Document passage:
-------------------------

“Our openness to refugees” is not how we will defeat the Islamic State (ISIS). A climate change summit is also not a “powerful rebuke” to ISIS.
From Paris to San Bernardino to Brussels, the American people see what is happening and there is trepidation. They are fearful of terror deniers whose policies will let the wolves into the sheep’s den to kill innocent men, women and children.
President Obama’s terror denial has been apparent since his administration described the 2009 terror attack at Fort Hood as “workplace violence.”
In 2012, Hillary Clinton and other officials blamed a well-coordinated terrorist attack on our embassy in Benghazi on a YouTube video.
When the evil blade of ISIS decapitated Steven Sotloff in 2014, President Obama was on the golf course just minutes after telling Americans that “we will be relentless and we will be vigilant to see that justice is done.”
Americans are now being told by terror deniers that climate change and “openness” to Syrian refugees will stop the ISIS death march. How delusional.
The reality is that we must suspend the refugee resettlement program because it is endangering the American people.
Intelligence officials told the chairman of the House Homeland Security Committee last December that Syrian terrorists were looking to exploit the program.
Two ISIS terrorists involved with the attacks in Paris and Brussels infiltrated Europe by posing as Syrian refugees when they entered Greece.
Terrorists have said they would slaughter innocent people -- and they have.

-------------------------

Information shown:
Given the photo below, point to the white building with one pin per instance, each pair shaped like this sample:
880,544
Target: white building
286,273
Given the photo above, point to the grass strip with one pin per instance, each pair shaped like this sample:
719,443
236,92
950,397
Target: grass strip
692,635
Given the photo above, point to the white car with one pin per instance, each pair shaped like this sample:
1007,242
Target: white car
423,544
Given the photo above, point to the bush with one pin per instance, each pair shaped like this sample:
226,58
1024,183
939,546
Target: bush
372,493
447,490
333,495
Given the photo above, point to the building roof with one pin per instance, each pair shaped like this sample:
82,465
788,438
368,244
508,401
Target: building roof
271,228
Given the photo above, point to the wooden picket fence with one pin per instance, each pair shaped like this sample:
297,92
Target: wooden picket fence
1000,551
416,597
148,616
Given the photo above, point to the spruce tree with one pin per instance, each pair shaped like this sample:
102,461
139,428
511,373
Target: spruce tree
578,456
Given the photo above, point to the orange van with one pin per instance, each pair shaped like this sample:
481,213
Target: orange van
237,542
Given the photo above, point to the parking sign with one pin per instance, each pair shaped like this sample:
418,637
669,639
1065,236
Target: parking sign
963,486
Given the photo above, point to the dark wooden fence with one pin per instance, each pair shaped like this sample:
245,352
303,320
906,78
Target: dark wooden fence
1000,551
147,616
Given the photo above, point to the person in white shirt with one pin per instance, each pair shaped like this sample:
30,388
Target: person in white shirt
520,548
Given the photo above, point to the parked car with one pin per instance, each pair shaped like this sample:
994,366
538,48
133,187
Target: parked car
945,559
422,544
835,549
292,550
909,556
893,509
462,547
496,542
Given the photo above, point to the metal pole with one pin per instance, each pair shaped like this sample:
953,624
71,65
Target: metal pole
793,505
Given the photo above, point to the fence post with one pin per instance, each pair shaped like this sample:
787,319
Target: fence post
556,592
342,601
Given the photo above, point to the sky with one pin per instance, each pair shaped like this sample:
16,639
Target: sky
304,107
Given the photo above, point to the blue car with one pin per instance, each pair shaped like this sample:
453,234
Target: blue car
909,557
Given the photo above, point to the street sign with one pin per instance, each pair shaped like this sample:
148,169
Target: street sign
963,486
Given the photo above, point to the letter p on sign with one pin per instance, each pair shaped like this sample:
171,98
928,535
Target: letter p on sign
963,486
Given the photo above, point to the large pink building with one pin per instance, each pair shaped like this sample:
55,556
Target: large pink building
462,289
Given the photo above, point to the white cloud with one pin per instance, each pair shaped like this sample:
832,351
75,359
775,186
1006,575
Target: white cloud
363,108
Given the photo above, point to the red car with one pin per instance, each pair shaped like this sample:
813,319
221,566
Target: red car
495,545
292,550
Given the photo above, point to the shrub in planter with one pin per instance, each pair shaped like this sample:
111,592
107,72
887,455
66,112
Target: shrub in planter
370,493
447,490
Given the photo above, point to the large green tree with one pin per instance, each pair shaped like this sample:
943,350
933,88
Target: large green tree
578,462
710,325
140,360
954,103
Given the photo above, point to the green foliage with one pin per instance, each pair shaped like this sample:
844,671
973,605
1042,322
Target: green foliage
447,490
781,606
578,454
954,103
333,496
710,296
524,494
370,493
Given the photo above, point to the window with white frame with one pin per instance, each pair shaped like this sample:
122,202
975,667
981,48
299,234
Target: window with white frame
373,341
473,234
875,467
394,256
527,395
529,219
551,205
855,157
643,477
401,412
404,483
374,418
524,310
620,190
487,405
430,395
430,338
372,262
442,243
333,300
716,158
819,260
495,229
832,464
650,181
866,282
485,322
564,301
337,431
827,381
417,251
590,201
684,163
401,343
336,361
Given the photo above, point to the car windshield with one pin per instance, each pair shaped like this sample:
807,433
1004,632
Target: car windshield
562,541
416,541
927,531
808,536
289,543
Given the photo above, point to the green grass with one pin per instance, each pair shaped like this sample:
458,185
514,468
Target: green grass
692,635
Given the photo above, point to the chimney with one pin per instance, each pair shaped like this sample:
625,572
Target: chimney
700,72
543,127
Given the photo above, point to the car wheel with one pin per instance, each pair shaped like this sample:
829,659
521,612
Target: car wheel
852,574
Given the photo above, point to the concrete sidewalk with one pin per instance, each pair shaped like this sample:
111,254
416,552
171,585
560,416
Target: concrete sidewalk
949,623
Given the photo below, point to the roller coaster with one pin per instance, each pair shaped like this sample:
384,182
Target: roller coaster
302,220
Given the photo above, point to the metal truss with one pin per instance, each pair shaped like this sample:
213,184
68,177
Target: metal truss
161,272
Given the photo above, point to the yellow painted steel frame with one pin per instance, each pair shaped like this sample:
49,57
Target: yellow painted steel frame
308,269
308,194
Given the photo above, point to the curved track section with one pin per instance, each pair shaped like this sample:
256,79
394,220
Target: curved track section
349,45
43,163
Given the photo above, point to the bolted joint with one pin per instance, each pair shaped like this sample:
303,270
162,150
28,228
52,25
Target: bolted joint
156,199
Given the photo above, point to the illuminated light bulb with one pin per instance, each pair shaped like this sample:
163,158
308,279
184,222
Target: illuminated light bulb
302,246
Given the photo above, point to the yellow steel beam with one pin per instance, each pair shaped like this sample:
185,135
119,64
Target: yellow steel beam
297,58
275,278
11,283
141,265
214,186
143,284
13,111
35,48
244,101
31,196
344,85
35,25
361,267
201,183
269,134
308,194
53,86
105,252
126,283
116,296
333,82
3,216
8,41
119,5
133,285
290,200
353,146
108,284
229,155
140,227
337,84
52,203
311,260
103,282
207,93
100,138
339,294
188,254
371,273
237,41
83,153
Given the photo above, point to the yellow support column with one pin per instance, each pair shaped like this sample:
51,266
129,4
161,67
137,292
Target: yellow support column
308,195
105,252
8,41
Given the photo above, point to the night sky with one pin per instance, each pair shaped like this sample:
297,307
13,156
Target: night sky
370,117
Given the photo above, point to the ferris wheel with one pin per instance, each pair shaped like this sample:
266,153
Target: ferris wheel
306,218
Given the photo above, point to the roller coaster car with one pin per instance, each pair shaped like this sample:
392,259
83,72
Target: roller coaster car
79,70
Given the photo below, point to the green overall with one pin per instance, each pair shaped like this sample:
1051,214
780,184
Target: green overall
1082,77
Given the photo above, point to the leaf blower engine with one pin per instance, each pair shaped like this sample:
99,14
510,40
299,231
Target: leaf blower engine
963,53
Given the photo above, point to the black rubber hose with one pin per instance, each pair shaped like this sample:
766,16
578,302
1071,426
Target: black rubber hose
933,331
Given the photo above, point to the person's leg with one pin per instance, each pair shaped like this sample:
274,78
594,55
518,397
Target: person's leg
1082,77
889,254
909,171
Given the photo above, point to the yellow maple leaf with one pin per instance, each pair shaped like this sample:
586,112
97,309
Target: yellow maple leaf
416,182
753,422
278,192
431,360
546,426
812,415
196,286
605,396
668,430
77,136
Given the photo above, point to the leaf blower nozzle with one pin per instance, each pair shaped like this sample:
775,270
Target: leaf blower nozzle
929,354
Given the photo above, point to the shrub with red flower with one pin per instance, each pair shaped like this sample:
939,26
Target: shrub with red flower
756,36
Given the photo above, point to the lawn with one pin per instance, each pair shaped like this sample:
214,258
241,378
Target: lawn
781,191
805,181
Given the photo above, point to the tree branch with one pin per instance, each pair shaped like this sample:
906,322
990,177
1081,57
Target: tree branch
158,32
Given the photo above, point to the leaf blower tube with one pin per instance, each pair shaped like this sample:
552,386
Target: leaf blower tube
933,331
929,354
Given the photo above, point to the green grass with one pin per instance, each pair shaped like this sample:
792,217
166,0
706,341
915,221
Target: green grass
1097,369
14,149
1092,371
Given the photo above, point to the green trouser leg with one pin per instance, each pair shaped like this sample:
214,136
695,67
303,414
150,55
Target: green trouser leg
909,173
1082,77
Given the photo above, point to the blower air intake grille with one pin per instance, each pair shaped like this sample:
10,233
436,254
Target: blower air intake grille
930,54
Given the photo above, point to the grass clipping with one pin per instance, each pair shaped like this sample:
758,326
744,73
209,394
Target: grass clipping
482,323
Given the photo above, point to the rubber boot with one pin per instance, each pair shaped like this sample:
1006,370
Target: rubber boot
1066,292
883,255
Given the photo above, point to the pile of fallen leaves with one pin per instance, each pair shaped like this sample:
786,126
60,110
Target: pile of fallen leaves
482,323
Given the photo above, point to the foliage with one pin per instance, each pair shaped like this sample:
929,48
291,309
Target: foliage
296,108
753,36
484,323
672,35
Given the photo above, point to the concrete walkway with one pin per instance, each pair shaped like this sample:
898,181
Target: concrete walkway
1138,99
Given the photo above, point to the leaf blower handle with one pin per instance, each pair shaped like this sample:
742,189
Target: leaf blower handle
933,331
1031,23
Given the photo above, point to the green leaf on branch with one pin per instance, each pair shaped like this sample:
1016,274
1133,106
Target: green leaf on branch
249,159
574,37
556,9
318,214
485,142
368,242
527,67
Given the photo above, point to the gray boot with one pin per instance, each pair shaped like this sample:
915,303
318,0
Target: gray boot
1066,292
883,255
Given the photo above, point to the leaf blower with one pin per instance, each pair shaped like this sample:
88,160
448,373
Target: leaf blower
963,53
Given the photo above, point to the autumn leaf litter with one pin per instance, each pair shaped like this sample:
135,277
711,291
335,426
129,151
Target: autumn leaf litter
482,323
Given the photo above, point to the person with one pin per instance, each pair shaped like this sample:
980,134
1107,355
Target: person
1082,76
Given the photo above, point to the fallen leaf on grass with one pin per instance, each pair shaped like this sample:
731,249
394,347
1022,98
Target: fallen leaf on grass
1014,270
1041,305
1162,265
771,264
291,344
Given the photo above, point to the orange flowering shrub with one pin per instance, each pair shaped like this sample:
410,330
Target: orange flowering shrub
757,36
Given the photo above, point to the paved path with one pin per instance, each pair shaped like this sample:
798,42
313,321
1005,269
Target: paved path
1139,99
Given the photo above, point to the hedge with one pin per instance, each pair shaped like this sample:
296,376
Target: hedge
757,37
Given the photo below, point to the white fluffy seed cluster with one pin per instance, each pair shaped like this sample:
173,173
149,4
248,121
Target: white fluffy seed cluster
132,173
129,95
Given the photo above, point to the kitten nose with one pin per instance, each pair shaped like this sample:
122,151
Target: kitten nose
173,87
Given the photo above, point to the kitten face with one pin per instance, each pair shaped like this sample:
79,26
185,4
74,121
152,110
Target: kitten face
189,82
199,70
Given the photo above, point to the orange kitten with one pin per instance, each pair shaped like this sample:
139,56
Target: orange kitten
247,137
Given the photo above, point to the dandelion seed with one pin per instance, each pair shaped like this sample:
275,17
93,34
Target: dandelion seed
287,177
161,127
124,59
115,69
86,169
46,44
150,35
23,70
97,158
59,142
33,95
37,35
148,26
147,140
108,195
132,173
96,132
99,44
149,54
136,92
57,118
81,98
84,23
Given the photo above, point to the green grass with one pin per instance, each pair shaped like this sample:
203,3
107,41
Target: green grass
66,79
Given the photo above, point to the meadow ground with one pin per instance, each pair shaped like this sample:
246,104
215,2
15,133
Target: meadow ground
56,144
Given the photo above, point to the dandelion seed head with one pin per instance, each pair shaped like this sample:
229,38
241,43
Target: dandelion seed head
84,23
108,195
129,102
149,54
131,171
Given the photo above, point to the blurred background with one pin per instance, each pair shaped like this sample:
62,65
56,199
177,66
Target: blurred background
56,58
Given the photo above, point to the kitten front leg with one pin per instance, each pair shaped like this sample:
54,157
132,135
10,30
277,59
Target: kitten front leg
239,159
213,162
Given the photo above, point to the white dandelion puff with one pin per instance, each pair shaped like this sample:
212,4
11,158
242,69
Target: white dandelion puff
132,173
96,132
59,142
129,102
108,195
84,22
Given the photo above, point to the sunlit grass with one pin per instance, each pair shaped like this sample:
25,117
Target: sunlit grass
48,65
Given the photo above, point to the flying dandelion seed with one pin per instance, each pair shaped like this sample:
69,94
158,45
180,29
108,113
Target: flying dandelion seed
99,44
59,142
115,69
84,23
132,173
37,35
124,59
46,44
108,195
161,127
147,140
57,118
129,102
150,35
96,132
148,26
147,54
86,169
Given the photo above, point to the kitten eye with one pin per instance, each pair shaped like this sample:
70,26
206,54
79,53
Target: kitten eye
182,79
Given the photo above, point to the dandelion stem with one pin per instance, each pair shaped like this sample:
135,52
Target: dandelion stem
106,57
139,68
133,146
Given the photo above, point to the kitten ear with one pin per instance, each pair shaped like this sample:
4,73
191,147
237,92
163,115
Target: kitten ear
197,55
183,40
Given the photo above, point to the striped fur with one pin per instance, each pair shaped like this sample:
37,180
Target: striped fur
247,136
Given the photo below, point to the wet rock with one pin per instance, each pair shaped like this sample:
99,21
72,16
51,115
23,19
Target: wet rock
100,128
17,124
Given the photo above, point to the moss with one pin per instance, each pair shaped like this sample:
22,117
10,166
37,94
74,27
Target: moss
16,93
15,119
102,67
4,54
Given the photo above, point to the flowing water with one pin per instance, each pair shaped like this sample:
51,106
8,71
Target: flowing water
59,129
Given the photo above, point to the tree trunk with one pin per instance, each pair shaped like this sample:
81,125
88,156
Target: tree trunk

-------------------------

Continue the opinion piece on refugee resettlement and ISIS from its final sentence. The rows play no part here.

Terrorists have said that they would take advantage of refugee programs and they have.
When will the terror deniers start listening?
This is why I filed a bill last December to suspend the admission of refugees to the United States. My legislation provides that no funding shall be made available for refugee resettlement operations until the following four conditions are met:
1. Congress passes a joint resolution approving the President’s refugee resettlement plan.
2. The Congressional Budget Office (CBO) provides a report to Congress scoring the long term cost of any refugee resettlement proposa.
3. The Department of Homeland Security (DHS) submits a report identifying terrorist and criminal activity of refugees admitted into the U.S. since 2001.
4. President Obama submits a report to Congress of the prior year’s cost of admitting refugees and proposes offsetting spending cuts to pay for his resettlement agenda.
These are common-sense measures that should be passed immediately.
The president has not listened to his own Department of Homeland Security secretary who said last fall that the federal government won’t “know a whole lot” about the refugees being brought to American soil.
He also hasn’t listened to NATO commander Philip Breedlove who told Congress that ISIS “is spreading like cancer” among the refugees.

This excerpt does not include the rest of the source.